__本文抜粋__.

^^^^

ぽこぺんです。
今年のはじめ、まだ日本がお正月気分に浸ってFX取引が閑散としている中で海外勢による円買いが発生してドル円レートが瞬間的に104円台をつけるとうフラッシュ・クラッシュと呼ばれる現象が発生しました。
その後、ドル円レートは年明け前の水準にすぐに戻ったのですが、8月に入って米中貿易摩擦による世界経済の減速・リセッション入りが意識され、米国の利下げなどの影響もあって、年明けの104円台まで円高が進んできました。
一方で、この円高はまだまだ続くのではないかと思います。
メディアでは少し前までの為替の水準と比較してすぐに円高だとか、切りのいい100円をなどの数字を目安に円高が進行しているということが言われますが、日本と米国の物価を基に為替を見ると、1ドル90円前後が妥当だともいわれます。
これはどういうことかというと、インフレが進んできた米国とデフレが続いた日本で同じものを買う場合、ドルベースで払う額は増えているのに対して、日本円ベースで払う額は減っていることに起因します。
具体例でいうと、マクドナルドのハンバーガー1個が日本で100円、米国で1ドルの場合、同じハンバーガーなので1ドル=100円となります。
しかし、インフレが進むアメリカでは、時間の経過とともにハンバーガーの値段は上がるので、1個2ドルになったとします。
一方日本はデフレなので、時間の経過とともにハンバーガーの値段は下がって、1個80円になったとします。
すると、同じハンバーガー1個が米国では2ドル、日本では80円なので、80円÷2ドル=40円となり、1ドル40円となるという考え方です。
上記の例は極めて極端ですが、インフレの進む国の通貨とデフレの進む国の通貨ではデフレが進む国の方が通貨が高くなる、つまり円高になるのがセオリーです。
さらに、通常であれば極端に円高が進むと日銀が円売り介入(中央銀行が円売り・ドル買いの注文を大量に出すことで、円安ドル高状況を作り出す)して円高の抑制をすることがあるのですが、政治的にそれはできそうにないのです。
そもそも、日本の様に自由経済の国においては、為替はマーケットに任せるのが大原則で、例えば中国の様に政府が為替市場に介入し続けることはありませんし、それは資本主義国全体のルールでもあります。

^^^^

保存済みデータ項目

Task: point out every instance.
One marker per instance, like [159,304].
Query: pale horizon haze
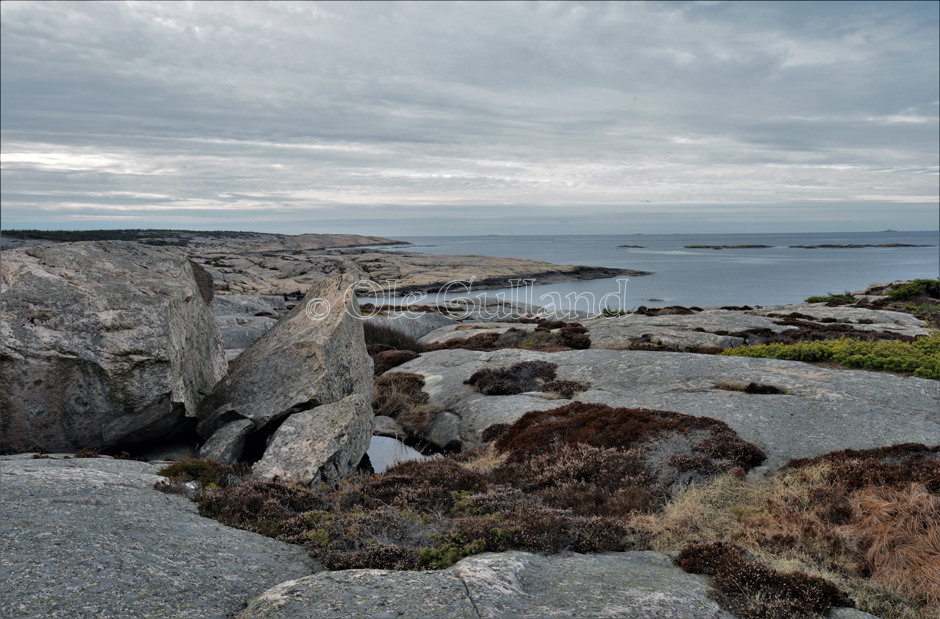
[419,119]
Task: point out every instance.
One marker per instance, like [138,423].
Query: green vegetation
[833,299]
[841,529]
[920,357]
[917,288]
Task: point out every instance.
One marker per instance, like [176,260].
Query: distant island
[727,246]
[857,245]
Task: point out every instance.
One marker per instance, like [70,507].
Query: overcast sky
[436,118]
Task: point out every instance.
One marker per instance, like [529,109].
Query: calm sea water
[707,277]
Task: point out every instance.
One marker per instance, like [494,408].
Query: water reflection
[385,452]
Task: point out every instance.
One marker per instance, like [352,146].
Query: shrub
[917,288]
[204,472]
[833,299]
[518,378]
[397,392]
[920,357]
[751,589]
[377,334]
[867,520]
[600,425]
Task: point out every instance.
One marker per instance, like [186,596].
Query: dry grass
[878,540]
[900,532]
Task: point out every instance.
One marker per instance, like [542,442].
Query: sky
[409,119]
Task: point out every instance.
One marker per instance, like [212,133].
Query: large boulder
[509,584]
[314,355]
[794,410]
[243,318]
[92,538]
[324,444]
[103,344]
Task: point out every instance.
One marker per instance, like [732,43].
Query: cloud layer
[440,118]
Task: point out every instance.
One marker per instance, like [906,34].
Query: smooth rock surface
[412,324]
[92,538]
[228,443]
[714,327]
[242,319]
[101,344]
[394,272]
[510,584]
[469,329]
[822,410]
[301,363]
[324,444]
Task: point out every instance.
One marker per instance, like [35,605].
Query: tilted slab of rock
[510,584]
[92,538]
[242,319]
[716,328]
[324,444]
[305,360]
[821,410]
[103,343]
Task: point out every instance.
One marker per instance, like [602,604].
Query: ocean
[702,277]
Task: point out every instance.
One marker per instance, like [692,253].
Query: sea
[686,276]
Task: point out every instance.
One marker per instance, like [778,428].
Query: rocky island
[665,462]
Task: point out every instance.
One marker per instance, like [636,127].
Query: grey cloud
[322,112]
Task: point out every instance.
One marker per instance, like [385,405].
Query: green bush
[920,357]
[834,299]
[918,287]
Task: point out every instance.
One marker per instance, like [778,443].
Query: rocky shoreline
[108,343]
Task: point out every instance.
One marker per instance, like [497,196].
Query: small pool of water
[385,452]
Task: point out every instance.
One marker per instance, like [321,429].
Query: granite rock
[92,538]
[509,584]
[323,444]
[818,410]
[103,344]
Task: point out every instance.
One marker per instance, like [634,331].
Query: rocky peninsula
[609,465]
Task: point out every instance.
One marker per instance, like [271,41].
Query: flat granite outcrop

^^^^

__練習問題 1__.
円高に関する本文のうち、「これはどういうことかというと」から始まり「それはできそうにないのです。」までの部分を一字一句違えずに書き写してください。
__練習問題 2__.
円高についての本文から次の一文を英語に訳してください：「具体例でいうと、マクドナルドのハンバーガー1個が日本で100円、米国で1ドルの場合、同じハンバーガーなので1ドル=100円となります。」
__練習問題 3__.
円高をめぐる本文の最後の文に続けて、その先を書いてください。

__解答 1__.
これはどういうことかというと、インフレが進んできた米国とデフレが続いた日本で同じものを買う場合、ドルベースで払う額は増えているのに対して、日本円ベースで払う額は減っていることに起因します。
具体例でいうと、マクドナルドのハンバーガー1個が日本で100円、米国で1ドルの場合、同じハンバーガーなので1ドル=100円となります。
しかし、インフレが進むアメリカでは、時間の経過とともにハンバーガーの値段は上がるので、1個2ドルになったとします。
一方日本はデフレなので、時間の経過とともにハンバーガーの値段は下がって、1個80円になったとします。
すると、同じハンバーガー1個が米国では2ドル、日本では80円なので、80円÷2ドル=40円となり、1ドル40円となるという考え方です。
上記の例は極めて極端ですが、インフレの進む国の通貨とデフレの進む国の通貨ではデフレが進む国の方が通貨が高くなる、つまり円高になるのがセオリーです。
さらに、通常であれば極端に円高が進むと日銀が円売り介入(中央銀行が円売り・ドル買いの注文を大量に出すことで、円安ドル高状況を作り出す)して円高の抑制をすることがあるのですが、政治的にそれはできそうにないのです。

__解答 2__.
To give a concrete example, if one McDonald's hamburger costs 100 yen in Japan and 1 dollar in the United States, then because it is the same hamburger, 1 dollar = 100 yen.

__解答 3__.
米国のトランプ大統領は為替介入で中国が自国通貨の元を安く誘導していると非難して、中国を為替操作国に認定してしまいました。IMFが中国は為替操作をしていないと公表しているにも関わらずです。
中国の元安を米国が批判している中で、日本が為替介入してドル高円安にすることが出来るでしょうか?
現実的ではありません。

日本が最後に為替介入したのは2011年です。
これは、リーマン・ショックの傷が癒えぬ中で2011年に東日本大震災が発生し、更なる円高が進んだためで、この時は日本だけでなく世界の主要中央銀行が日銀と一緒に円売りの為替介入(協調介入)をしてくれました。
自然災害という大義名分を持って、各国の理解を得たうえで行ったわけですが、逆に言えばリーマン・ショック後に1ドル80円まで円高が進んでも介入はできなかったわけです。
以上で述べた通り、まだ円高は続くと思っています。
しかし、上のチャートでもわかる通り、余程のことがない限り90円~80円の間が円高のピークだと思います。
100円を切る位であれば淡々と株を買うために米ドルへの両替を進めますし、90円を切る水準まで円高が進んでくれば、ぽこぺんも久しぶりにFXに参戦(少額でしょうが)するかもしれません。
もちろん株も続けますが。
長期的には日本は高齢化が進み、経済力も他国に抜かれていく可能性が高いと思いますが、そうなれば円は他国の通貨に比べて安くなります。
経済力が弱い国の通貨が高いということはありえません。
そうすると、長期的視点に立てば円高局面というのは今後だんだんと減っていく、または円高といっても1ドル100円とか110円の水準とうい未来もあり得ると思います。
資産を分散して持つこと(日本円の資産、米ドル等の他国通貨の資産)を心掛けつつ、円高には円高の、円安には円安のそれぞれに見合った投資を行えるようになりたいものです。
小さな一歩でこつこつと。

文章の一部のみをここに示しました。